> [Provided passage]
Amazing lightening storms last night gave way to a consistently overcast, oft rainy day: my absolute favorite weather.
The Book of Atrix Wolfe ・ The Book of Spells ・ Breathe ・ Burnt Sugar ・ The Colour of Magic ・ Experience the Mystery of Tarot ・Girl, Wash Your Face ・ Gold Diggers ・ The Light Fantastic ・ How to Build a Girl ・ How to Make a Bird ・ The Inspired Houseplant ・ The Kingdoms ・ The Long Way to a Small, Angry Planet ・ Magic for Liars ・ The Silver Bough vol. 2 ・ Thick as Thieves ・ A Thousand Ships ・ The Westing Game ・ The Witness for the Dead ・ Yearning for the Sea
What I Finished Reading This Week
Children of Blood and Bone – Tomi Adeyemi
After undergoing the sledgehammer to the psyche that was the experience of reading The Changeling, I needed the literary equivalent of empty calories. I’m happy to say that Children of Blood and Bone is a bag of Doritos. Or rather, it’s the novelization of a nonexistent kid’s cartoon or Shounen Jump series, and choosing to approach it as such made all the difference. If I had gone into this thing looking for what I want out of a novel, the inconsistencies in characterization, worldbuilding, and internal logic would have driven me batfuck. Instead, I strapped in for bombast and primary colors, and the novel delivered both marvelously.
Surprisingly, what did bother about this book was that, with a little effort, it could have delivered them much better. But for whatever reason, the publisher printed, bound, and sold this first draft as though it were a finished novel. And Children of Blood and Bone is obviously a first draft.
Adeyemi created an intriguing pre-modern West African-influenced world, with magic and Yoruban incantations complete with tonal diacritics, but peopled it with characters who think and speak in "kilometers" and "viruses" and "you guys" and other jarringly inapt terms. And it gets so much worse:
"Its acidic smell burns to a vicious sting, raging as my vision darkens."
"The crowd laughs and smiles through the hills, white hair braided, dreaded, and flowing."
"A hushed hysteria erupts through the crowd, questions mounting as it spreads."
"Tzain ignores me, forcing his cloak down as if it too kissed his sister."
"As if it had kissed his sister."

Phrase grounding data:

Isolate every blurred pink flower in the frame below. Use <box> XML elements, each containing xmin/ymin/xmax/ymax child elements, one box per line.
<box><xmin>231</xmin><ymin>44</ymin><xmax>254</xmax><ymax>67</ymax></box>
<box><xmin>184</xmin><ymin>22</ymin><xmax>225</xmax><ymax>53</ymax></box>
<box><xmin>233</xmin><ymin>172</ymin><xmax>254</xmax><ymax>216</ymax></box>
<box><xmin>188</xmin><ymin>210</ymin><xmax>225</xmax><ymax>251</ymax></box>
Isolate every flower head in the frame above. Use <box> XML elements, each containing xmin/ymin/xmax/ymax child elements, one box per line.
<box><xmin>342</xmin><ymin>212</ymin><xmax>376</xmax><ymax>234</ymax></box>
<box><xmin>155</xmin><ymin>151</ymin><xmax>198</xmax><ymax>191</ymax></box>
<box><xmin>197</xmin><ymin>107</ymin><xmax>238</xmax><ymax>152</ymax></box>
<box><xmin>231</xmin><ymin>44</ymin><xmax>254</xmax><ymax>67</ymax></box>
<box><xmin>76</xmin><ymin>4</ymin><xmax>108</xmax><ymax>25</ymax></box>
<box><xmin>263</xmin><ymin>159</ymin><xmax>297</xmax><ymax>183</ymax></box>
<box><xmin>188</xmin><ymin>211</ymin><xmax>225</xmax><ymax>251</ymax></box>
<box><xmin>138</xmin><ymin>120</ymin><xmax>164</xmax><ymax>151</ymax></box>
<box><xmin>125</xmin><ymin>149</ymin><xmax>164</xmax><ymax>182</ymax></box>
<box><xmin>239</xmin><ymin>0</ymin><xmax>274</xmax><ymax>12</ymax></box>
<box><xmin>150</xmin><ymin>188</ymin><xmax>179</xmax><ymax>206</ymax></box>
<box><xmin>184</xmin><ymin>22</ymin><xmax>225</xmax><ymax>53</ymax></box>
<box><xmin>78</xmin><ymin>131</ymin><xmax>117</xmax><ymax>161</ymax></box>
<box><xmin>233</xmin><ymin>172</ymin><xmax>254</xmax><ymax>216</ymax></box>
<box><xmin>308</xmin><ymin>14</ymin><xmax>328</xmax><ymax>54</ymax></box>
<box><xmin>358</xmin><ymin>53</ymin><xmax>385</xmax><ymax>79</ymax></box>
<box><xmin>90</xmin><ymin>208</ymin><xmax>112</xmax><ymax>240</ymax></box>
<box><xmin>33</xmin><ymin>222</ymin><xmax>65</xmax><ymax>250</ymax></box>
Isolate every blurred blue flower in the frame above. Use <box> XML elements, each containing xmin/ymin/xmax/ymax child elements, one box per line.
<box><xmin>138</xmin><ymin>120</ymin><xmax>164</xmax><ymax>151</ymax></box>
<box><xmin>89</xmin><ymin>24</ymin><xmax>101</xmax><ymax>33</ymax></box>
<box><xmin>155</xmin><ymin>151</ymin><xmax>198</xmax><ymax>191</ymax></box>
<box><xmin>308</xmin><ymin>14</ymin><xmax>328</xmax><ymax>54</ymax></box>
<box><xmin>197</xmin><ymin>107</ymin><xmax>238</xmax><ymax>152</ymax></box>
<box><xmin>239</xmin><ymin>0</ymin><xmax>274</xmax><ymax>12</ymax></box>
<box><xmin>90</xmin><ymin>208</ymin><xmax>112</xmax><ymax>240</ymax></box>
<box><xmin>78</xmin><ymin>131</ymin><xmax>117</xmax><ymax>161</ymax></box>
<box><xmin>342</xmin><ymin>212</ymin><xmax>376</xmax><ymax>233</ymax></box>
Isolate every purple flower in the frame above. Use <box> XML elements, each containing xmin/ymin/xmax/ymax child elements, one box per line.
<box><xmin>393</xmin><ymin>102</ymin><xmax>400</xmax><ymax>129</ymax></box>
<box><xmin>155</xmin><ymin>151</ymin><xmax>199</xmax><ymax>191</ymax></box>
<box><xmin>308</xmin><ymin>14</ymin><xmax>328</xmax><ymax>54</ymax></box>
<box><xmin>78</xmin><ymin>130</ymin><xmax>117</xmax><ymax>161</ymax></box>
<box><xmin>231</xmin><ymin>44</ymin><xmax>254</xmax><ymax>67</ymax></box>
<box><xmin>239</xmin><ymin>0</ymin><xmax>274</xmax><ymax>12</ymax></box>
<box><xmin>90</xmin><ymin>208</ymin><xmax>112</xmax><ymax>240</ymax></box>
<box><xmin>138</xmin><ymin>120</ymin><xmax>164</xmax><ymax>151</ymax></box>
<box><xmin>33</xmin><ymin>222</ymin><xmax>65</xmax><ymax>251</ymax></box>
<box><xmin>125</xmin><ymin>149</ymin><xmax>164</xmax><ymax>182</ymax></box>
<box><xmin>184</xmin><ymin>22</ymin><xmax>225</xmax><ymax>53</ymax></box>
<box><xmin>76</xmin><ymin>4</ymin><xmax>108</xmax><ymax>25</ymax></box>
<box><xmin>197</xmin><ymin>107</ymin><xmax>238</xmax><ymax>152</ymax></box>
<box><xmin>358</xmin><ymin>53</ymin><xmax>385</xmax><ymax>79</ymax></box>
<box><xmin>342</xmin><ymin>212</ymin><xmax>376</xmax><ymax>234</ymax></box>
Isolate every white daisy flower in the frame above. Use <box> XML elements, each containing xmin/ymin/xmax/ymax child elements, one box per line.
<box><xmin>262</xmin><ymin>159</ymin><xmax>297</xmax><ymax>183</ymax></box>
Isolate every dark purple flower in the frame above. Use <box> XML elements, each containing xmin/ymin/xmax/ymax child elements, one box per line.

> [Instructions]
1. Give every term that the book review puts in quotation marks as an example of the inapt words the characters of Children of Blood and Bone think and speak in.
2. Extend the review of Children of Blood and Bone, starting right after its final line.
The items play no part in this work.

> [Answers for each item]
1. "kilometers", "viruses", "you guys"

2.
"I run away from the window and look out the iron door as a mangled scream rings from the floor above me." Did you mean "ceiling?" Fire and metal and disease wage war, ravishing an endless stream of soldiers." Did you mean "ravaging?"
"Humph." Tzain grins. "I can think of a lot of better ways to spend a night with a girl locked in a tent."
How do you lock someone in a tent?
"I bite the inside of my cheek and chew. He’s faster than the average guard. Deadlier than the typical prince."
Smarter than the av-er-age bear!
Wisecracks "incite" smiles when they should "elicit" them. People are “paralyzed in place.” Any character armed with a sword will, without fail, use it to stab an enemy "in the thigh." This is Adeyemi getting ideas down onto the page. Finished, fit-to-be-published prose it ain't.
And it gets worse.
Here's two sworn enemies engaged mortal combat: "Once again, our weapons collide with a piercing clink."

"clink"
Here's a character heroically self-immolating to save his companions from capture and death: "'Agh!' Kwame’s cries of agony rise above all else as he turns the night red."

"Agh!"
But nothing tops the reaction of Inan, who's just witnessed his father carving a racial slur into the back of his enemy-to-lover in the bowls of a "fortress" that "towers over the city's horizon like an iron palace, casting its shadow through the night": “I crash into the nearest washroom and slam the door. Somehow, I latch the lock. … I grip the porcelain sink’s rim with shaking hands.”
In other words. The despotic rulers of this pre-modern magical fantasy kingdom had the forethought to put in a bathroom? In the torchlit torture dungeon? With a porcelain sink and thus, presumably, plumbing? In the torchlit torture dungeon? And, per Inan: “nearest washroom.” So there’s more than one? In the torchlit torture dungeon???
Children of Blood and Bone had the potential to deliver big time on its tropey YA fantasy/romance promise. I wish someone had bothered to give it a final read-through before publication.
The Magian Tarok – Stephen E. Flowers
I’ll write more about this one on a Tarot Tuesday. Here I will say only that this book is in keeping with the long tradition of Tarot scholarship, in that it presents a cohesive but factually spurious rediscovery of the cards' "true" historical origins and meanings.
Mythos – Stephen Fry
I needed something that paid attention to the craft of writing after Children of Blood and Bone, but still wasn’t ready for a novel-length narrative after The Changeling, and this fit the bill perfectly. In Mythos, Fry attempts to retell the Greek myths from the creation of the universe up to the age of heroes in something like a unified timeline, and largely succeeds. His love of the subject matter is obvious, and he treats the stories with respect, but also a healthy dose of humor (and I loved the footnotes illustrating how the stories continue to influence arts, science, and culture in the present day). None of the individual stories Fry retells is longer than five or six pages (of albeit size 6 font), broken into subsections of a page or so. These retellings aren’t entirely without fault; I found myself wishing Fry had hewed a little less closely to the original cultural attitudes that equate female goodness with “beauty,” lack of ambition, and “shutting the fuck up,” and sexual predation with, well, joviality. But such are the inherent shortfalls of the subject matter. Mythos is a beautifully illustrated, engaging retelling of the myths, probably my favorite handling of such in short story form.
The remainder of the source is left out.